*Document extract*:
:::::

Sorting dictionary by 'sub' value
Steven Bethard
steven.bethard at gmail.com
Tue Mar 8 13:34:29 EST 2005
Rory Campbell-Lange wrote:
> Thank you all very much for your help.
>
> I did the following and it works:
>
> imgs=v.keys()
> imgs.sort(lambda a,b: cmp(
> time.strptime(str(v[a][9]['date']), '%Y:%m:%d %H:%M:%S'),
> time.strptime(str(v[b][9]['date']), '%Y:%m:%d %H:%M:%S'))
> )
> for i in imgs:
> ...
Cool. If you ever find that this is a speed problem, it's worth
pointing out that the decorate-sort-undecorate pattern is usually
slightly faster:
------------------------------ test.py ------------------------------
import datetime
import time
# returns data in a similar format to yours
def get_data(n):
today = datetime.datetime(2005, 3, 8)
deltas = [datetime.timedelta(seconds=1e6*i)
for i in xrange(-n, n)]
times = [(today + delta).strftime('%Y:%m:%d %H:%M:%S')

:::::

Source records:
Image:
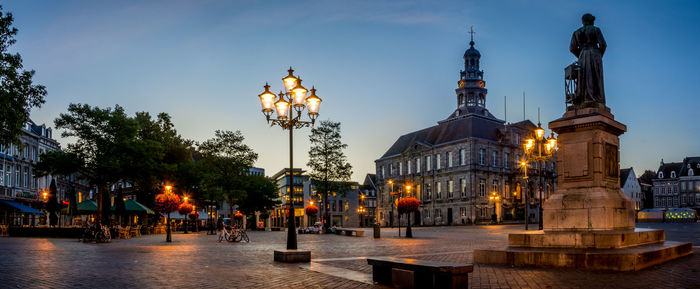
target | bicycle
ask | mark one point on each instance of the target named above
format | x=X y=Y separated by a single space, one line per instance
x=226 y=235
x=241 y=235
x=97 y=233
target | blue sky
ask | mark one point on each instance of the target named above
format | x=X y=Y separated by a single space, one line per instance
x=383 y=68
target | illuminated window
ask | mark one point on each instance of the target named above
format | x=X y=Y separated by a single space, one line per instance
x=450 y=189
x=482 y=188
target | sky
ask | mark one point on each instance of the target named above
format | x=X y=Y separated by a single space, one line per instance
x=382 y=68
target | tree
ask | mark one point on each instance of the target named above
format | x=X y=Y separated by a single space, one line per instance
x=59 y=163
x=52 y=204
x=106 y=145
x=18 y=94
x=330 y=170
x=170 y=152
x=228 y=160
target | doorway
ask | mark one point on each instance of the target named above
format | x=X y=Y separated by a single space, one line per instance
x=449 y=216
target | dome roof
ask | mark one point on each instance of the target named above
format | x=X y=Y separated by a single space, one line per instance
x=472 y=52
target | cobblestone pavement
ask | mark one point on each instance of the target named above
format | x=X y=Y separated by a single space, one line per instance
x=197 y=260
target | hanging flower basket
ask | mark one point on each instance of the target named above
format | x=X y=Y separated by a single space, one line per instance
x=185 y=208
x=194 y=215
x=167 y=202
x=311 y=210
x=408 y=205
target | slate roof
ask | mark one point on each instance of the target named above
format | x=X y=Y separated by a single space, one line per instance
x=624 y=175
x=694 y=163
x=667 y=168
x=484 y=127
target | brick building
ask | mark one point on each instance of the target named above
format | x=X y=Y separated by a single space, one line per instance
x=455 y=166
x=677 y=185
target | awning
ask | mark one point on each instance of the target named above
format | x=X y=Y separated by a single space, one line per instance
x=133 y=206
x=21 y=207
x=87 y=206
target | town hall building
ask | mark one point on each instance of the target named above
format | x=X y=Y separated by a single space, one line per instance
x=454 y=167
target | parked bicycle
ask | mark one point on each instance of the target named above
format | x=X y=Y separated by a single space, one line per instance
x=233 y=234
x=97 y=233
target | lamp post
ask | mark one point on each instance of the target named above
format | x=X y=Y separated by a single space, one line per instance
x=495 y=197
x=392 y=193
x=539 y=149
x=409 y=233
x=361 y=209
x=293 y=99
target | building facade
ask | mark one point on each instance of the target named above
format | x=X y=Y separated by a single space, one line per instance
x=677 y=185
x=455 y=166
x=368 y=201
x=20 y=185
x=279 y=214
x=630 y=186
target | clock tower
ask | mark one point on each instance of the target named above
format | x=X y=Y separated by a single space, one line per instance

:::::

*What the task asks*:
Extract the passage from the post about sorting a dictionary, starting with "Cool. If you" and going on through "deltas = [datetime.timedelta(seconds=1e6*i)". Rely only on the post about sorting a dictionary.

*Final result*:
Cool. If you ever find that this is a speed problem, it's worth
pointing out that the decorate-sort-undecorate pattern is usually
slightly faster:
------------------------------ test.py ------------------------------
import datetime
import time
# returns data in a similar format to yours
def get_data(n):
today = datetime.datetime(2005, 3, 8)
deltas = [datetime.timedelta(seconds=1e6*i)